- [TEXT BLOCK]:

EDW maintains a table of segment names and locations as part of the
header of every waveform file. A means is provided to define segments
(MARK), rename them, delete the segment definition (DEL), remove the
segment from the waveform (CUT), combine segments to form new ones
(SEG), write them to separate files (WRI), and copy them to other
parts of the waveform file (CUT/COPY with PASTE).
There is one intentional feature (not quite a bug) in several of the
commands that remove, or rename segment labels: the label information
in the display is not necessarily updated, or updated correctly when a
segment label changes. This was introduced to reduce the frequency of
screen updates when marking segments. If a spectrogram display is
enabled when marking segments, each screen update can take from 8
seconds to a minute depending on the computer and hardware
available. This delay time was more disruptive than having to wait to
see the correct effect of segment deletion or renaming.
Deletes the segment definition from the segment name table. This has
no effect on the waveform: it simply removes the segment marks. The
special name '*' means all segments defined in the current file.
Changes the name of a segment from oldname to newname.

- [EXERCISE DIRECTIONS]:
List every command name written in capital letters in the text on EDW waveform segments, giving each name once.

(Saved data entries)

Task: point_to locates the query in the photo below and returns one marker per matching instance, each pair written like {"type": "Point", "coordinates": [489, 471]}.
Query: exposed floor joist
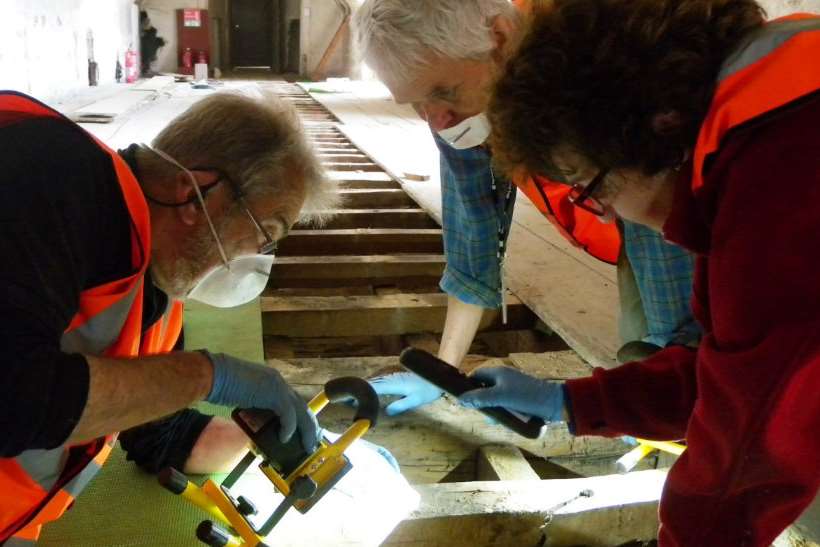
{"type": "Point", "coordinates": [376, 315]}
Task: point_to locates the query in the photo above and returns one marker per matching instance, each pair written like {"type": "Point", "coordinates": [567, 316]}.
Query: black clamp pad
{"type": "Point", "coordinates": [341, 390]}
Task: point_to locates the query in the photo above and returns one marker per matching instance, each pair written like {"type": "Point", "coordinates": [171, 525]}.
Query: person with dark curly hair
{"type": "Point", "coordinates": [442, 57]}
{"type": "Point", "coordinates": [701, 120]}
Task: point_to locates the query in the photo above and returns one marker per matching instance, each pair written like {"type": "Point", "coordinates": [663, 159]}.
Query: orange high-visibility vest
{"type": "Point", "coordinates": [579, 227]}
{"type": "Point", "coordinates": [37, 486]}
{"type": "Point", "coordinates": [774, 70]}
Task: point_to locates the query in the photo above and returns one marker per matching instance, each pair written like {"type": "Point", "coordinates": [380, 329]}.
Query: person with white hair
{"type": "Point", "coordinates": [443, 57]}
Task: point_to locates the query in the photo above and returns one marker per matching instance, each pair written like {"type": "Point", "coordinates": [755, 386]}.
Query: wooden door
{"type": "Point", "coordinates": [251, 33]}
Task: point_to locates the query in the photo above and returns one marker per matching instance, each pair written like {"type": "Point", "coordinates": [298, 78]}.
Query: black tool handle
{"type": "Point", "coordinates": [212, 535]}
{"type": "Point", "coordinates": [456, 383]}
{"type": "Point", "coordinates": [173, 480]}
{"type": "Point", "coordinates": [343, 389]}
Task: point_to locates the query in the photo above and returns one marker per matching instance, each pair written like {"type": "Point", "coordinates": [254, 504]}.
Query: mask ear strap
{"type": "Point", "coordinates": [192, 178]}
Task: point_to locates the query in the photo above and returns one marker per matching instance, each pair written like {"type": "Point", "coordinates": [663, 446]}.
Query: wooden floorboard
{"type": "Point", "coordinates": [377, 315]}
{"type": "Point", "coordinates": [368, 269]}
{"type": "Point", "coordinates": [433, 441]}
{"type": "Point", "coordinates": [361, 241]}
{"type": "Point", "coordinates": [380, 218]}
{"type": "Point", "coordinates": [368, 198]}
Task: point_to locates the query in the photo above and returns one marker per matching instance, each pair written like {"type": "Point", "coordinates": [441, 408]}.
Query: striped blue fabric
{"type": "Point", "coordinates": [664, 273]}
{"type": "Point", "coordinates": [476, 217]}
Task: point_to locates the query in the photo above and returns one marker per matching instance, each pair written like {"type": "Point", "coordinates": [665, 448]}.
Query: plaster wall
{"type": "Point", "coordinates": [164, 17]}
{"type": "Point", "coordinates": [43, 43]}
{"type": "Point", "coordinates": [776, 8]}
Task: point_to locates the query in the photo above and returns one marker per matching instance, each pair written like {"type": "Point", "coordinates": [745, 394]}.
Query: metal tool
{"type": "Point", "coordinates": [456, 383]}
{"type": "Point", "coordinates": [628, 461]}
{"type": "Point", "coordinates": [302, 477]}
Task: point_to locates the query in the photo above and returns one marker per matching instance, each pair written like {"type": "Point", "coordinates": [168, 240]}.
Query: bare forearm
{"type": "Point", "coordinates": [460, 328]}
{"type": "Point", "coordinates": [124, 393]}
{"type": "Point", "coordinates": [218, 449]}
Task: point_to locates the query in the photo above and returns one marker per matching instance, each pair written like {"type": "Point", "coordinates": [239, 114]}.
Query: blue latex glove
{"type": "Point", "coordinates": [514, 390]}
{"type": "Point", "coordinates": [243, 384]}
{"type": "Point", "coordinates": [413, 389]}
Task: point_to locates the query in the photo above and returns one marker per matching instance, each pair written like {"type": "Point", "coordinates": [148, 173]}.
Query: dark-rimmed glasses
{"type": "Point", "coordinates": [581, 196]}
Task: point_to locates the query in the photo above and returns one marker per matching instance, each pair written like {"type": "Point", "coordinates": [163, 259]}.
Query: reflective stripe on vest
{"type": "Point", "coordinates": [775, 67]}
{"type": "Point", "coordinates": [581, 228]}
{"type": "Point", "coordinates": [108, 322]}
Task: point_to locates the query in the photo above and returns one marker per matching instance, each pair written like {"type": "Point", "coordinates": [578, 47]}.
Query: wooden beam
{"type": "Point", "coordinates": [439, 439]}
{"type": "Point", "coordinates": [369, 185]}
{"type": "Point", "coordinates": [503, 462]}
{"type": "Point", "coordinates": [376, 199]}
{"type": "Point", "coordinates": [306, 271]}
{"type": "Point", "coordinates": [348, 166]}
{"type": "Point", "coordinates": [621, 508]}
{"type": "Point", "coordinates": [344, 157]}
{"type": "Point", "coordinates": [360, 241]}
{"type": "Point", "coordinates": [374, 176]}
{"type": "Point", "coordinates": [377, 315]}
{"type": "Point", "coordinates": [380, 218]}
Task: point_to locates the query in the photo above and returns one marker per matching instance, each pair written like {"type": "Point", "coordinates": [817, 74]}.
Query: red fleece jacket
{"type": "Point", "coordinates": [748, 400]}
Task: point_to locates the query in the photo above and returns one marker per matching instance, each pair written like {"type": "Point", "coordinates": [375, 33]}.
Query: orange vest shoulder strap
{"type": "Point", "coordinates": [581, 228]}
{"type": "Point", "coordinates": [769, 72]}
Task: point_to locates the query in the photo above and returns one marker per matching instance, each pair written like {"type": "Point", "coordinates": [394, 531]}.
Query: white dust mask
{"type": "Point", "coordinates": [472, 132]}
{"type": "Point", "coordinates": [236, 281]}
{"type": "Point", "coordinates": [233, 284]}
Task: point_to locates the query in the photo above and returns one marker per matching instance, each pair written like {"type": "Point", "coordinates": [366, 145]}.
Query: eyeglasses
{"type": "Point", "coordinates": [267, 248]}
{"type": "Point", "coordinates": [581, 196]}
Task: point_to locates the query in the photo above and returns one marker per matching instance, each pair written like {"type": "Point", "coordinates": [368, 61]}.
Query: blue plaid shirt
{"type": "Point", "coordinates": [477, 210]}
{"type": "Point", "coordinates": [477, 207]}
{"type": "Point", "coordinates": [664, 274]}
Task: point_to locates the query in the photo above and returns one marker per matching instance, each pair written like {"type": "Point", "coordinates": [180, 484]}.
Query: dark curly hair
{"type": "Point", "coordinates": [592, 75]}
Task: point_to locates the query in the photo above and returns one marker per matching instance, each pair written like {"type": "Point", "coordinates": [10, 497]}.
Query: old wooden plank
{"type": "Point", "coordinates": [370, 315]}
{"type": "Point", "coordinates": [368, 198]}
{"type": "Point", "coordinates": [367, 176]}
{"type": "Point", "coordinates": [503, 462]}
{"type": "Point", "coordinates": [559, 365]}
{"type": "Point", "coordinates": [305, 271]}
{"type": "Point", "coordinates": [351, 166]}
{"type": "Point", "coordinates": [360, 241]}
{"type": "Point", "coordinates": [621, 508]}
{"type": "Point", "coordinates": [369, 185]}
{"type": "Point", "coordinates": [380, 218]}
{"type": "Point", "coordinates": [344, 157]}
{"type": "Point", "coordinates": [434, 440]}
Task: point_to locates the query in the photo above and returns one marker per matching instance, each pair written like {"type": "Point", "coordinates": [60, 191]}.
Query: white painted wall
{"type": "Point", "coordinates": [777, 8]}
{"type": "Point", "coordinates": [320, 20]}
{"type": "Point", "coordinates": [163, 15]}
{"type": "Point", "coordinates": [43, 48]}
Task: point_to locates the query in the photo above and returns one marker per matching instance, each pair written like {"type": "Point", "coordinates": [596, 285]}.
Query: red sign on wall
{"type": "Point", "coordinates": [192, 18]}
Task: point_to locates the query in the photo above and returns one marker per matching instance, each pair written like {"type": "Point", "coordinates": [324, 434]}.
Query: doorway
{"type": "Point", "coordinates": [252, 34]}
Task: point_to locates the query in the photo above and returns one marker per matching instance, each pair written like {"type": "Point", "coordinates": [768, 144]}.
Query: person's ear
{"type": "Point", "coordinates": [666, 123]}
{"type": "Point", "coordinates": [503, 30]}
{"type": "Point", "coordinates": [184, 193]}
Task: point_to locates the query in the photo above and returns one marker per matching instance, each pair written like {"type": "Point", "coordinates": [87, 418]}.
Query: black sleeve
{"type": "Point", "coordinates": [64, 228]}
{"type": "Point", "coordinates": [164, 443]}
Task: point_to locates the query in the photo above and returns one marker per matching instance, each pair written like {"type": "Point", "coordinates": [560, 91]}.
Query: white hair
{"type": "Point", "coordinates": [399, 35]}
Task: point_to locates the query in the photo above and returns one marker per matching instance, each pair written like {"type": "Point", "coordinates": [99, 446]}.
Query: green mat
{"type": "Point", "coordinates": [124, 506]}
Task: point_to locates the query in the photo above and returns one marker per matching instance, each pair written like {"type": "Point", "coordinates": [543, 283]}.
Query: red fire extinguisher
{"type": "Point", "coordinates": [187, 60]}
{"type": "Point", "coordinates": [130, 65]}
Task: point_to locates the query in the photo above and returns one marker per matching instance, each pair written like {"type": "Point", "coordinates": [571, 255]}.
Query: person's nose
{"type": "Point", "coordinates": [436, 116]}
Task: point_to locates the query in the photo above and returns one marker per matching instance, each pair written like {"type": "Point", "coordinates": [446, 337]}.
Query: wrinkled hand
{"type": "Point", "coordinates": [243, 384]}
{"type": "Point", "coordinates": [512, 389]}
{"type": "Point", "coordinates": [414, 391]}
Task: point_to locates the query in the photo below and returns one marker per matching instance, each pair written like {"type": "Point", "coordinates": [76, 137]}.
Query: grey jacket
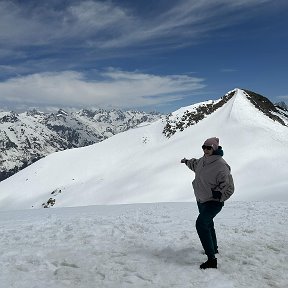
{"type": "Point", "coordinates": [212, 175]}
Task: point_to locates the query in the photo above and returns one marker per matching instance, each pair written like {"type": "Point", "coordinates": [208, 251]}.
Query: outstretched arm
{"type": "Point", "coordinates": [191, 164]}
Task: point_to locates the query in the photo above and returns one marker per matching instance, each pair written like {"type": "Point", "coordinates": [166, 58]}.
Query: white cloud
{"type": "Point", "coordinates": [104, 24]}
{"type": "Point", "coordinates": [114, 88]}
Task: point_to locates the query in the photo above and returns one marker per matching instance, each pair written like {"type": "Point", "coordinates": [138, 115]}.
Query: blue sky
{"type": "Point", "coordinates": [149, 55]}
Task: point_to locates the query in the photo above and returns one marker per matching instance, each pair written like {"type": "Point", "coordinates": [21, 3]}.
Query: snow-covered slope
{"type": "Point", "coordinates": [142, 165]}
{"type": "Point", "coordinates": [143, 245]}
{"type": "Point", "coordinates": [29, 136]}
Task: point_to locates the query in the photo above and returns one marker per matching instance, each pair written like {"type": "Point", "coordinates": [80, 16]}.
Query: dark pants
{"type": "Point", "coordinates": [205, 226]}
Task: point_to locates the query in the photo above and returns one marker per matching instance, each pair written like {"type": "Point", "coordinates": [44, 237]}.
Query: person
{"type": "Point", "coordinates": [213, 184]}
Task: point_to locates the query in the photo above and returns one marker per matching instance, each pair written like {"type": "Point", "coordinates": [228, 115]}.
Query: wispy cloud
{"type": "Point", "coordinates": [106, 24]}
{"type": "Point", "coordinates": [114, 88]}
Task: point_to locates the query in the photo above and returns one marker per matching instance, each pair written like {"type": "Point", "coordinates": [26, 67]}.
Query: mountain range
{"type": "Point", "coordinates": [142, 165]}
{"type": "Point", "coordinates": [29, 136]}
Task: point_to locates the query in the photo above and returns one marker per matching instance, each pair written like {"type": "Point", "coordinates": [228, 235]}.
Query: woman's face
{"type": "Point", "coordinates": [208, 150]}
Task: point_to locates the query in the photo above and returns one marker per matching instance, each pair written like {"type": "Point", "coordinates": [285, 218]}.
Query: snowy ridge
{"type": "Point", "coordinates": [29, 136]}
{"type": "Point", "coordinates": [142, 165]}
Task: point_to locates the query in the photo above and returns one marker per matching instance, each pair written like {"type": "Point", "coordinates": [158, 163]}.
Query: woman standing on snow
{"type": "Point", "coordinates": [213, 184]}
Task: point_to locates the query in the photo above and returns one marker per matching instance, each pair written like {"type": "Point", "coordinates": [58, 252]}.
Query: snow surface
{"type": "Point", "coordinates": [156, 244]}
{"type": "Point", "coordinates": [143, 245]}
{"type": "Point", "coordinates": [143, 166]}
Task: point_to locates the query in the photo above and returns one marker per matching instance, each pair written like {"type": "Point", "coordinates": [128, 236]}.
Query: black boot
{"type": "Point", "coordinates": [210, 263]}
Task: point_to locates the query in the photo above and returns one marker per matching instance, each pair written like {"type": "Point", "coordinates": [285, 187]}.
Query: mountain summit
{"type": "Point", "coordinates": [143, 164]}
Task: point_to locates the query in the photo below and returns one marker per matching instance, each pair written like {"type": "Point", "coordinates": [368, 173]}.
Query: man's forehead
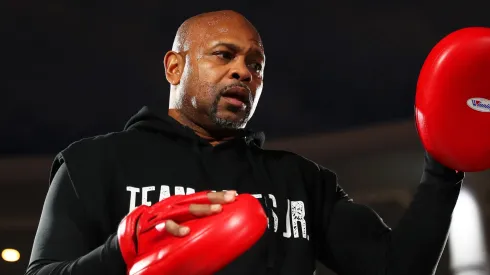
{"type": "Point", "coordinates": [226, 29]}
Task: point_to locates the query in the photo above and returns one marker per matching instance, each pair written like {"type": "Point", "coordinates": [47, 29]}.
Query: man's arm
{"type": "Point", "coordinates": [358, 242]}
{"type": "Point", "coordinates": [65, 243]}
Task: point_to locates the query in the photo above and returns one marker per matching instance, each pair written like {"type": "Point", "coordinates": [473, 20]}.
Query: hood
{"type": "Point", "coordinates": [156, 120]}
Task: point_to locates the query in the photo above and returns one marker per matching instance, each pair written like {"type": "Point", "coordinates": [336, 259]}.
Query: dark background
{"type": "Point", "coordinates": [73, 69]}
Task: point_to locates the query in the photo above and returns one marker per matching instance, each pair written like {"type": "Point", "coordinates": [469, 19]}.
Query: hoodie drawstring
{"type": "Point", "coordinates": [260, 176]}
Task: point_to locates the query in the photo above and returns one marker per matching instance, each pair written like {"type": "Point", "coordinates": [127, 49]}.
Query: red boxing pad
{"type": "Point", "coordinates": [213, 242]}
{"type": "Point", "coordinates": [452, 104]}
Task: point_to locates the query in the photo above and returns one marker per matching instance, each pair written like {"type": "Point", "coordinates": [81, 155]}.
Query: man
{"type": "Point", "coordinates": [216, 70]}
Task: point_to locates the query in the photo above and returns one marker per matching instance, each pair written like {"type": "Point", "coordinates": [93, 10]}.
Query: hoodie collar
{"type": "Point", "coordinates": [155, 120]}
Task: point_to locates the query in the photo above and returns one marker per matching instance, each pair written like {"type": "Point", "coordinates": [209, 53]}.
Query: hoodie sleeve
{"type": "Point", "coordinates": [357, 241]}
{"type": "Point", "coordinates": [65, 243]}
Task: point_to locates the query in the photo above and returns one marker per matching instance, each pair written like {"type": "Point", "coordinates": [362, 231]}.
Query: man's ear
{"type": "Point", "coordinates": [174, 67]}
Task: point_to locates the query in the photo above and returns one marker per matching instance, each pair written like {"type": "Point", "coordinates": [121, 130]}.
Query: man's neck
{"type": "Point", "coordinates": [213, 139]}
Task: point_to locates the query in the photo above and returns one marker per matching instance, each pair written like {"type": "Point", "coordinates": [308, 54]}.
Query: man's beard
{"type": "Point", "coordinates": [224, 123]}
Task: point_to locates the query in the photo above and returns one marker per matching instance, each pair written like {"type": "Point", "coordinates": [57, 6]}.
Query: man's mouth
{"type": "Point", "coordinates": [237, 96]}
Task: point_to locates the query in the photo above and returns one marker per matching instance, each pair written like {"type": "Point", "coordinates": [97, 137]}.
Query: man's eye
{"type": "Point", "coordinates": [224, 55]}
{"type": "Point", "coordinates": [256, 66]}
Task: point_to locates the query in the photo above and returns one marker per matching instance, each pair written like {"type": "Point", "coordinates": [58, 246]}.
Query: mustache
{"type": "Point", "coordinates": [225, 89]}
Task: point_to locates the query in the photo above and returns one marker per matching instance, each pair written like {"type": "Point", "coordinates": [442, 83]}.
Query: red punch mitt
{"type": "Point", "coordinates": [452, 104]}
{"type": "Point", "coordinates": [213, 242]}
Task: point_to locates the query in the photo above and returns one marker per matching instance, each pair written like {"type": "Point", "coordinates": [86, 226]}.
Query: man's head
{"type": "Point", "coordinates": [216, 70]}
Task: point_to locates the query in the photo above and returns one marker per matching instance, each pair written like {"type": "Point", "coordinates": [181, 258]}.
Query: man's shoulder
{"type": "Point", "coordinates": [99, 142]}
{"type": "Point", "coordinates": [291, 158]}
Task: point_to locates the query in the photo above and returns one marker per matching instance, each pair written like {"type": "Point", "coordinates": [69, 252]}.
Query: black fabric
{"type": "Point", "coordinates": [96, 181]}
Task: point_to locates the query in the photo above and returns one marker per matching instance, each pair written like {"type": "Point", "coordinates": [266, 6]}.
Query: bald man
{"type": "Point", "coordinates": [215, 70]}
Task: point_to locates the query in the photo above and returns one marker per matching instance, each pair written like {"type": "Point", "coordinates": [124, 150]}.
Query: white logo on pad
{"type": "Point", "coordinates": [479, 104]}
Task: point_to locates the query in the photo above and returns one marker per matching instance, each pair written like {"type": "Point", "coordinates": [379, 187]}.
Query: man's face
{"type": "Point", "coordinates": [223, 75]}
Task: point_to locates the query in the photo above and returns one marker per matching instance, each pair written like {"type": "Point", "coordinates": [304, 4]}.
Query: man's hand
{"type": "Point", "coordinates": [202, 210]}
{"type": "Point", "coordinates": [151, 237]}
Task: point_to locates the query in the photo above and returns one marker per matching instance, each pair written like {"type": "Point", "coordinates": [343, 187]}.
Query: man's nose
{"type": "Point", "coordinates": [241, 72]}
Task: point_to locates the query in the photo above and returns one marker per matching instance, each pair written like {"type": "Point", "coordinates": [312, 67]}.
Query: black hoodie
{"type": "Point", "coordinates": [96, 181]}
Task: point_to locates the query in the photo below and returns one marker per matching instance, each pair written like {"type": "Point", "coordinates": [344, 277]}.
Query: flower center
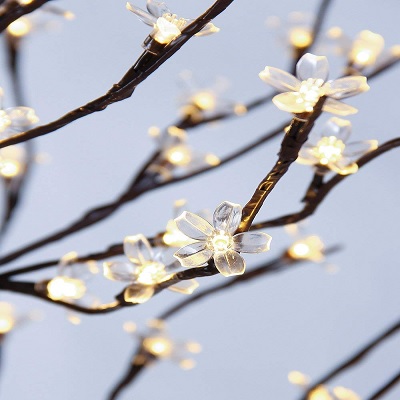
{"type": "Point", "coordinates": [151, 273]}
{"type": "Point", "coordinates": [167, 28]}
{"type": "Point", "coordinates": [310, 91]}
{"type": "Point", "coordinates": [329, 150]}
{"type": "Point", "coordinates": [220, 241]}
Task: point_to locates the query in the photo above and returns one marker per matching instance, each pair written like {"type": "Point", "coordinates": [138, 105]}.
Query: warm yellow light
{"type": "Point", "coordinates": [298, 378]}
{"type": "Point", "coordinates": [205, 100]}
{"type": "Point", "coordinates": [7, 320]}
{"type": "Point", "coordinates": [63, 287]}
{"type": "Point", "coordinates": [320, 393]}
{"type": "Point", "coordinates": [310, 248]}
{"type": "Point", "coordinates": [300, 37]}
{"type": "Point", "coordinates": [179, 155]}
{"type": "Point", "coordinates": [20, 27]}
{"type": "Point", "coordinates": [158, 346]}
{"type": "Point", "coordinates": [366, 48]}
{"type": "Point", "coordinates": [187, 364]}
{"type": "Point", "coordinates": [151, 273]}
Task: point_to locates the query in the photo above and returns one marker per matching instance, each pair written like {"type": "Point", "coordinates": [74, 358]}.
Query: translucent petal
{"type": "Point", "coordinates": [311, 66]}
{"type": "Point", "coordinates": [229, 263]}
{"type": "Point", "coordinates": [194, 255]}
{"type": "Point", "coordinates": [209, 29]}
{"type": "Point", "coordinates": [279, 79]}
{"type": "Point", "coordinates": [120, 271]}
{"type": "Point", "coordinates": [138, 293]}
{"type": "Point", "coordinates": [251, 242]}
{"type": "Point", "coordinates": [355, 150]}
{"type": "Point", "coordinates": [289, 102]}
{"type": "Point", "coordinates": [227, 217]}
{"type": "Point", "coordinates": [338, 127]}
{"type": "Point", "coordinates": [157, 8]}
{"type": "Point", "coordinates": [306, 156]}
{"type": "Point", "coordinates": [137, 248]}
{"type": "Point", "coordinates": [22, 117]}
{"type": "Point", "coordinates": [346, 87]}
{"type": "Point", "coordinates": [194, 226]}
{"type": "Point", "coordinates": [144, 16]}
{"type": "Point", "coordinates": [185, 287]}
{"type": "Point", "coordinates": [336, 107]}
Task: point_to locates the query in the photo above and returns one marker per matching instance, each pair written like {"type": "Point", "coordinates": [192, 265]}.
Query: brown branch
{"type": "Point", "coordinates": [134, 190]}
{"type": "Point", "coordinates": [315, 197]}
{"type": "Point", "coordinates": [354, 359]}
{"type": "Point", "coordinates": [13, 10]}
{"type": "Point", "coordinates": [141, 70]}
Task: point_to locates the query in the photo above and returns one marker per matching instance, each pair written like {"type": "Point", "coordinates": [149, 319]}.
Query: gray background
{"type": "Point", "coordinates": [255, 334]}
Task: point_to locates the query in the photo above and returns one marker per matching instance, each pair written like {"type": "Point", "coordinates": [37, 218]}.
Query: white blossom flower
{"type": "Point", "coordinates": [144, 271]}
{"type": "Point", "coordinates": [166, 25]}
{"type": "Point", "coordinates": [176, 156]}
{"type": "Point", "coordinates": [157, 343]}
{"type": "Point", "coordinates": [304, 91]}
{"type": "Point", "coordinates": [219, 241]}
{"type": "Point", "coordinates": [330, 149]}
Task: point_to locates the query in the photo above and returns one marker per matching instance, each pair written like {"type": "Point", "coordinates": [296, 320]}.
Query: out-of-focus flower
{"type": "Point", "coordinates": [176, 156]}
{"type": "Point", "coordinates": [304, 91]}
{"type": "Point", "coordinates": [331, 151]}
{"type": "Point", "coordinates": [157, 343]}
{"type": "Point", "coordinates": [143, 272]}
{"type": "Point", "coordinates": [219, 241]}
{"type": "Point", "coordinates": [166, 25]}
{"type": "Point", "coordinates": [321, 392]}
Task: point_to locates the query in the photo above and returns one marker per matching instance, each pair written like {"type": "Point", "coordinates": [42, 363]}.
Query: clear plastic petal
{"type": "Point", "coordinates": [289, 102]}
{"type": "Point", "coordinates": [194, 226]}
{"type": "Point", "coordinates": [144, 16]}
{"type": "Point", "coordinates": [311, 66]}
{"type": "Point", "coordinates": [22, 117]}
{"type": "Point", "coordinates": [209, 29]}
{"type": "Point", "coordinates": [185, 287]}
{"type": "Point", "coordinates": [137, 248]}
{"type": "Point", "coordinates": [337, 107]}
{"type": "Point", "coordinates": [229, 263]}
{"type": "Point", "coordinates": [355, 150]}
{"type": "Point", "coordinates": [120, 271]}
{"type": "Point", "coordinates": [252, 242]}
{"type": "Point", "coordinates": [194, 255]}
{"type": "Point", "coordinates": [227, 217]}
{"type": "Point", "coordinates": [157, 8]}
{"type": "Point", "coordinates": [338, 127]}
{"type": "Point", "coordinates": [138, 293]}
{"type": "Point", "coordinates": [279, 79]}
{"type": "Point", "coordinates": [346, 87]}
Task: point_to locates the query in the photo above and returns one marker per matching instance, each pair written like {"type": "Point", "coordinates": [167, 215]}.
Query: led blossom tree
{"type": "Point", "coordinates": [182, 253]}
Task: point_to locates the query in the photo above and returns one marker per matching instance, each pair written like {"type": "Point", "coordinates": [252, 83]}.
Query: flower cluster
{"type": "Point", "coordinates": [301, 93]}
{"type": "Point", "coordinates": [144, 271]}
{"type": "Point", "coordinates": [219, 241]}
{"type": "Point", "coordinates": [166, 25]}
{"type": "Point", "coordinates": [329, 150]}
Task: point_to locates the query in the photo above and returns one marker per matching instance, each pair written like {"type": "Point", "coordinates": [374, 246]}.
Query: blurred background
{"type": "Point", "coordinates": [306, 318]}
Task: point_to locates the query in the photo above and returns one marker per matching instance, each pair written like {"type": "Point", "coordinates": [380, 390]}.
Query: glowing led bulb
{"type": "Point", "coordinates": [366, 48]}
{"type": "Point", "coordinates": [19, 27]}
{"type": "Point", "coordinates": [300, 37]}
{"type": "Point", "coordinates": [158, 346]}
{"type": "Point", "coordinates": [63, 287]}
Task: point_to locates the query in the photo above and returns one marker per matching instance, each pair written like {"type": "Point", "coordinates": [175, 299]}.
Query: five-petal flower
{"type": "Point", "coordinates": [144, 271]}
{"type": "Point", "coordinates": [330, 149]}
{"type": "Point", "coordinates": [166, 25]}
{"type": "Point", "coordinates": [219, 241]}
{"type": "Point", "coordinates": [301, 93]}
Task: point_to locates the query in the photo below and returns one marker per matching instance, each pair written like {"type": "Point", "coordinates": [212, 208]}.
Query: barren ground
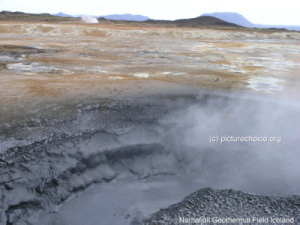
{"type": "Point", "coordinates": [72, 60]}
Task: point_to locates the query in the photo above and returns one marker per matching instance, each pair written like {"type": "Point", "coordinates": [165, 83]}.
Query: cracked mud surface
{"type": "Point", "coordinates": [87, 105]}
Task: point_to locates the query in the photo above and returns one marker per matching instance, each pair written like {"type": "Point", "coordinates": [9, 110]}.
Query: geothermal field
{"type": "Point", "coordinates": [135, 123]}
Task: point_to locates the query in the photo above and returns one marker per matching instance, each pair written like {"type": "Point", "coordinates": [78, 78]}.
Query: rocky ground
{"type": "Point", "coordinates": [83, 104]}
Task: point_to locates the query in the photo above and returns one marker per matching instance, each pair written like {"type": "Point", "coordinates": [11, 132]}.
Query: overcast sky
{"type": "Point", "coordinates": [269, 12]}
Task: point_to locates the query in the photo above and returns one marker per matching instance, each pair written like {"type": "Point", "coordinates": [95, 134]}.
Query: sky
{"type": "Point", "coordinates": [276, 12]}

- [SOLUTION TO THIS EXERCISE]:
MARK, DEL, CUT, SEG, WRI, COPY, PASTE